===== SUPPLIED MATERIAL =====
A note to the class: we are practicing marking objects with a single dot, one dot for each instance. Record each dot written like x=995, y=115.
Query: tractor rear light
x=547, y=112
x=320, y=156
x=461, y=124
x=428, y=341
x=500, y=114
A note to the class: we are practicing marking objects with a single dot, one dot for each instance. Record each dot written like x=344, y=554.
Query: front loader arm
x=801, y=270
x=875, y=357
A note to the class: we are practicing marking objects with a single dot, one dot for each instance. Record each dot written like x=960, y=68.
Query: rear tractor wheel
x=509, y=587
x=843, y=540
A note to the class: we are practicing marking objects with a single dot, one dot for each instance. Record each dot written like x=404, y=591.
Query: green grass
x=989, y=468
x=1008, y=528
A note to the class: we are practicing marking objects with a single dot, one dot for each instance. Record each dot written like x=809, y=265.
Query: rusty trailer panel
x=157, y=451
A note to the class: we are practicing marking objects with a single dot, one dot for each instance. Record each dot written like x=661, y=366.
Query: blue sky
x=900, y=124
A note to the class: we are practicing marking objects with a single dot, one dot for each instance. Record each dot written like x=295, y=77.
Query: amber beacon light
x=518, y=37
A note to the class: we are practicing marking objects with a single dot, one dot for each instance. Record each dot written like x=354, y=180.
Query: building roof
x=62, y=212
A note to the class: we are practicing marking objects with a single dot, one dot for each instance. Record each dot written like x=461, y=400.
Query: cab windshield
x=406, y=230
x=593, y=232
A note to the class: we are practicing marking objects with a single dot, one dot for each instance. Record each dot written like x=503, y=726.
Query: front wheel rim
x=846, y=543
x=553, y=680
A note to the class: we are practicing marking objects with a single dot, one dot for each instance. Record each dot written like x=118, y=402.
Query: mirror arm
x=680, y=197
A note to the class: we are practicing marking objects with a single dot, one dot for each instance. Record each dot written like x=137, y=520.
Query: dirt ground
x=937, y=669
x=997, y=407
=====
WRITTEN REQUEST — Write out each of the rows above word for word, leaving every line unchanged.

EXPECTED OUTPUT —
A note to the class: we are practicing marking objects with a single dot, one dot for each instance. Record each dot written like x=995, y=115.
Query: tractor rear light
x=547, y=112
x=320, y=156
x=461, y=124
x=428, y=341
x=500, y=114
A note to the class: we are practicing marking objects with a single dot, one dot for each instance. Record each dot written like x=344, y=554.
Query: front loader arm
x=801, y=270
x=875, y=357
A note to the class: we are practicing marking objects with a single dot, one dot for each instance. Record each dot written like x=960, y=68.
Query: rear tractor wheel
x=509, y=587
x=843, y=540
A note to the class: we are practicing marking objects with a single dot, one dot for each instance. Record each dot written like x=404, y=591.
Query: green grass
x=989, y=468
x=1008, y=528
A note to the class: we are practicing marking objects with a single dot, one dot for each instance. Record each dot written like x=809, y=265.
Query: rusty trailer panel
x=157, y=451
A note to the class: we are practicing marking objects with a single dot, one dot for each instance. Record each dot written like x=661, y=366.
Query: blue sky
x=900, y=124
A note to the class: we are practicing marking objects with a single dot, one dot for each instance. Record each dot written like x=295, y=77.
Query: amber beacon light
x=518, y=37
A note to the class: we are practicing marking objects with a single dot, one dot for each instance. Record each dot written like x=354, y=180.
Query: building roof
x=62, y=212
A note to the class: we are practicing marking objects with a single dot, one dot for each instance. Record each dot written like x=461, y=400.
Query: cab windshield
x=406, y=230
x=593, y=232
A note to the class: we are practicing marking objects with a single dot, one dot for each instance. Record each dot written like x=503, y=726.
Query: front wheel rim
x=846, y=543
x=553, y=680
A note to the class: we are practicing marking objects with a single dot, one dot for each instance. Record each dot written like x=118, y=402.
Query: mirror arm
x=680, y=197
A note to the class: we are practicing marking objects with a single dot, one dot for each instance. Record each dot written like x=137, y=520.
Query: dirt ground
x=937, y=669
x=997, y=407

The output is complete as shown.